Reproduce the items word for word, from their first line through the line containing "x=243, y=34", with that line included.

++++++++++++++++++++

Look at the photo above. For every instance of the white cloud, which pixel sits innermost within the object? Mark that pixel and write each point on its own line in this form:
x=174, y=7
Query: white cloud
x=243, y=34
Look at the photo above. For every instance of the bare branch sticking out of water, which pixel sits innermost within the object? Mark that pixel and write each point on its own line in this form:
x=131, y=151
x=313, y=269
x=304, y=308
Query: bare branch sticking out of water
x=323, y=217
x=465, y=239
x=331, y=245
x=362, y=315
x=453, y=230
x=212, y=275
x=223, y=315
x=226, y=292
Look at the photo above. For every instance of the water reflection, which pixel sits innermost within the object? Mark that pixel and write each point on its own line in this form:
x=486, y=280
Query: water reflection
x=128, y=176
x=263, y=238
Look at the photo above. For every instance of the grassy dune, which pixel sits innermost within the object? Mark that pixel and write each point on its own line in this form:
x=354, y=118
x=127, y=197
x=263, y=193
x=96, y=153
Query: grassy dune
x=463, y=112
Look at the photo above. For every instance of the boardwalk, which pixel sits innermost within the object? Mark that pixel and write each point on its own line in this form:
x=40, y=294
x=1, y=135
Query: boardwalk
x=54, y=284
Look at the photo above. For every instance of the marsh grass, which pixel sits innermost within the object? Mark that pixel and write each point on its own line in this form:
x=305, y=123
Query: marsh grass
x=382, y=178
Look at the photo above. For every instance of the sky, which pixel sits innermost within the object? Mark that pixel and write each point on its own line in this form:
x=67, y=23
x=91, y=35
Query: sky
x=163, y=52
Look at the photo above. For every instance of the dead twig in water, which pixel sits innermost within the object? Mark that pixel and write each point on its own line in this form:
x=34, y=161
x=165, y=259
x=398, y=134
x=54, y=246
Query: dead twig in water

++++++++++++++++++++

## Complete output
Look at the photo above. For every instance of the white cloud, which pixel sits innermost within the object? Mark that pixel and write each point on its own line in this form:
x=174, y=7
Query: white cloud
x=243, y=34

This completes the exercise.